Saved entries
:::

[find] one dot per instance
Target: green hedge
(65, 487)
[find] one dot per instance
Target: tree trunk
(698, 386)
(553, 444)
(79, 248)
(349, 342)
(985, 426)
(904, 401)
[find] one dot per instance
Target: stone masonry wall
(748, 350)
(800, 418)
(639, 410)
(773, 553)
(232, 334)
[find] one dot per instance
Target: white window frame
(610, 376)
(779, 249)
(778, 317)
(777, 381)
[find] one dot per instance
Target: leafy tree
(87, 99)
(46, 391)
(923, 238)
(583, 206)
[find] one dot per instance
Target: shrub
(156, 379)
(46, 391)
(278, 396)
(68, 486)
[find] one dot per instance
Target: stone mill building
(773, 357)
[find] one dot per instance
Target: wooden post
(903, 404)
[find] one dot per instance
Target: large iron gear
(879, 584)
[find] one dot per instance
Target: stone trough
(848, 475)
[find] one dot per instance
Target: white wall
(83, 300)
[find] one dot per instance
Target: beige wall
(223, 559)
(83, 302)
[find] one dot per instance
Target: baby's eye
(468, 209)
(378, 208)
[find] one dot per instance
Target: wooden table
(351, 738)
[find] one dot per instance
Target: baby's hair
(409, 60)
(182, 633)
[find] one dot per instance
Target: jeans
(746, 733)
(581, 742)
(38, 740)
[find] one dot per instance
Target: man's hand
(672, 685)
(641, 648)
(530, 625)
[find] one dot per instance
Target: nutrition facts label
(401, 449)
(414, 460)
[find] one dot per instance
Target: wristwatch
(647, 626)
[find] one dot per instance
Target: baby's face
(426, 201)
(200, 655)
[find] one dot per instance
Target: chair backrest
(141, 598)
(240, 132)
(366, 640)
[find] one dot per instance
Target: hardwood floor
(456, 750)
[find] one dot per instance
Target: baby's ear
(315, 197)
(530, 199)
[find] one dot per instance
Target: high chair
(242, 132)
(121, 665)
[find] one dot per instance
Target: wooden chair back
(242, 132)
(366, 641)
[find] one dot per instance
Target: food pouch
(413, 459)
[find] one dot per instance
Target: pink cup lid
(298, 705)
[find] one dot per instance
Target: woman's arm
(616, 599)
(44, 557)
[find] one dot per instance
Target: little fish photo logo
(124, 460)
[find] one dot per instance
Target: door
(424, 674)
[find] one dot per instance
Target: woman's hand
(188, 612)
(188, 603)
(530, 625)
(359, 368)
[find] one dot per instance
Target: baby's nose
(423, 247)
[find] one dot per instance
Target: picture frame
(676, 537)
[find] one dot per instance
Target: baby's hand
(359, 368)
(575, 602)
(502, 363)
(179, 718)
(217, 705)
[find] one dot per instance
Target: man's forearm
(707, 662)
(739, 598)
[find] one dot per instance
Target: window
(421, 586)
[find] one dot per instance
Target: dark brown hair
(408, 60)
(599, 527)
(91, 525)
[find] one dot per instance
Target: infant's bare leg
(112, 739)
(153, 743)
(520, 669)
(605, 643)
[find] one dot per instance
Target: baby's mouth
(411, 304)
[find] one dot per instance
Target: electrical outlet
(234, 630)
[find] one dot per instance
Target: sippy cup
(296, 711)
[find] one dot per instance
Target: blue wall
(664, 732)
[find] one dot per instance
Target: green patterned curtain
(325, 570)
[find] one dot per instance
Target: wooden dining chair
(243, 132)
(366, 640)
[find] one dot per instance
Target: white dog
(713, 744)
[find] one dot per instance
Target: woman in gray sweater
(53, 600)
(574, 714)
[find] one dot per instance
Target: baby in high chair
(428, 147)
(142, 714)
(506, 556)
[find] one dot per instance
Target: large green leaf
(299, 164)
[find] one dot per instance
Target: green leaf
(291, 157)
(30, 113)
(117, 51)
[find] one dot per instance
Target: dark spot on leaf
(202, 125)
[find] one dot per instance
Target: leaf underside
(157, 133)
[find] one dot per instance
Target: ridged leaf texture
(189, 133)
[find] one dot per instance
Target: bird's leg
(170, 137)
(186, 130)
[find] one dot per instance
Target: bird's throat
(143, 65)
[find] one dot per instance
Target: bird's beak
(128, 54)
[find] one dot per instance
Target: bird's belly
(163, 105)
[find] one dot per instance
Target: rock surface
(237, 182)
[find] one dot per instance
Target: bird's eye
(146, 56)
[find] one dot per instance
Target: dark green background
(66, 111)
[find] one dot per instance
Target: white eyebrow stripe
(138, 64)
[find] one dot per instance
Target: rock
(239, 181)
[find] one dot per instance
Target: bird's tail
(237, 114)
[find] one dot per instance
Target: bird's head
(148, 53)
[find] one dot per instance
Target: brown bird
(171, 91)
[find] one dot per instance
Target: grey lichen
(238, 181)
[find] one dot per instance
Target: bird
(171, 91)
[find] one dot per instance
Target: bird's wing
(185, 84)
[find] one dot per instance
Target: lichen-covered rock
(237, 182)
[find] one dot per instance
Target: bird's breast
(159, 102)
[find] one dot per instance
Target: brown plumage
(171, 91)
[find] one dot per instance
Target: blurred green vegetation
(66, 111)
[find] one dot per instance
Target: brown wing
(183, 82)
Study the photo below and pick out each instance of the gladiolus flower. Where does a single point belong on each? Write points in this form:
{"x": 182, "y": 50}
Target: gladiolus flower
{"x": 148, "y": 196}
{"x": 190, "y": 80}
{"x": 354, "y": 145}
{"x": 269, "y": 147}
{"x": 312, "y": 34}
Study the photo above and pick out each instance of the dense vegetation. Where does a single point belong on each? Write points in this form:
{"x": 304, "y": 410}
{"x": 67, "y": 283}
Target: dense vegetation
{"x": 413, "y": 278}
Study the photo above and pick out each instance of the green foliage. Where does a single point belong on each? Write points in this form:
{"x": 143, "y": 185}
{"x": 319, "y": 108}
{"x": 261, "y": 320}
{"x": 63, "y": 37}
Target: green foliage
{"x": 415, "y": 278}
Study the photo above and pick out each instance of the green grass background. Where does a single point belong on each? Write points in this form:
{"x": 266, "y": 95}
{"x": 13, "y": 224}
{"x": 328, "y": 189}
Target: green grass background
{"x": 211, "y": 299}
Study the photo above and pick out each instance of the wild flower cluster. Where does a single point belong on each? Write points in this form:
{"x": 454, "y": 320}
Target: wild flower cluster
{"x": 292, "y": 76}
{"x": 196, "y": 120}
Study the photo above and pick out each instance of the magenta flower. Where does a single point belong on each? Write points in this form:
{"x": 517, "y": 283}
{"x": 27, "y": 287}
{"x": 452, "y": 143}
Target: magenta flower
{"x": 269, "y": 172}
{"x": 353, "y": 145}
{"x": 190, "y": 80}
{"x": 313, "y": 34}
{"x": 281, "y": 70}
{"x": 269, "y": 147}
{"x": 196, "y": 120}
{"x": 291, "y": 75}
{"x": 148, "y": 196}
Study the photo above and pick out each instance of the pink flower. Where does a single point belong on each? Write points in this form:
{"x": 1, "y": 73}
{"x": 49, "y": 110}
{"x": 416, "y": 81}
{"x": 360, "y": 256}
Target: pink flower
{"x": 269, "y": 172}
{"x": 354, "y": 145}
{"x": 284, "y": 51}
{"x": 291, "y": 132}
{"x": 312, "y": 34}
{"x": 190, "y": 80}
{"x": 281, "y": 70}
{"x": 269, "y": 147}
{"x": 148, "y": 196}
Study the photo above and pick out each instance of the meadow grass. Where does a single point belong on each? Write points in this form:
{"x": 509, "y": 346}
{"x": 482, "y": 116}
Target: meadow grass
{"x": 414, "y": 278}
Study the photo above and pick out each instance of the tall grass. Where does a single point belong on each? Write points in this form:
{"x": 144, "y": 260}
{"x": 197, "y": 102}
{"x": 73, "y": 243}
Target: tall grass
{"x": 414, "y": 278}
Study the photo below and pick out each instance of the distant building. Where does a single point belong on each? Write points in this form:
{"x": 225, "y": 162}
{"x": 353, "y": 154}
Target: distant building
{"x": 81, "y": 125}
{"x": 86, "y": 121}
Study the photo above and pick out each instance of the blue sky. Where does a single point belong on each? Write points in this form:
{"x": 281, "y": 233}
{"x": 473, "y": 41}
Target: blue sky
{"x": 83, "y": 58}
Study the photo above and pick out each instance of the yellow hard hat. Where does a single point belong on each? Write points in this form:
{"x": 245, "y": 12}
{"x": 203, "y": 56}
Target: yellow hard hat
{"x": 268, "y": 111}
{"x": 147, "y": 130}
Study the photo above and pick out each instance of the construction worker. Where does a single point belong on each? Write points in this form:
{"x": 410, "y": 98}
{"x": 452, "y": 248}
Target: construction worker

:::

Aim of the task
Among the lines of the data, which ones contain the word "below"? Show them.

Task result
Study the photo below and pick out each instance of the gladiolus flower. Where does a single point belong on each? Write points in this form:
Study the photo below and pick out each instance of the distant building. Where does a single point belong on each? Write points in this form:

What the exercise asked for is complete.